About this exercise => What you return must match the records exactly, line for line.

Materials provided =>
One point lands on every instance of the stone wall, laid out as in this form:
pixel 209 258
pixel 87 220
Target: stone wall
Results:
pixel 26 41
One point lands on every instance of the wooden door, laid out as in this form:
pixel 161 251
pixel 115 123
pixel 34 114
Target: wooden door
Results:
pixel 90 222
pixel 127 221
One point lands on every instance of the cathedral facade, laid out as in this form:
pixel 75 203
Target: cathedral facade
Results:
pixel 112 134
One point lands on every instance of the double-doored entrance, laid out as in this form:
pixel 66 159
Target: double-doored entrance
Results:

Exercise output =>
One point lands on every instance of the stone wall, laid out as in this form:
pixel 209 258
pixel 87 220
Target: stone wall
Results:
pixel 26 41
One point lands on every instance of the wooden door, laid out as in this form:
pixel 161 251
pixel 115 123
pixel 34 114
Target: wooden door
Results:
pixel 90 222
pixel 127 221
One point lands on every instance of the cathedral facade, laid out as in this form:
pixel 75 203
Target: cathedral facade
Results:
pixel 112 134
One point lands on every instance of the double-doored entrance, laid out as in this form:
pixel 66 159
Target: double-doored entrance
Results:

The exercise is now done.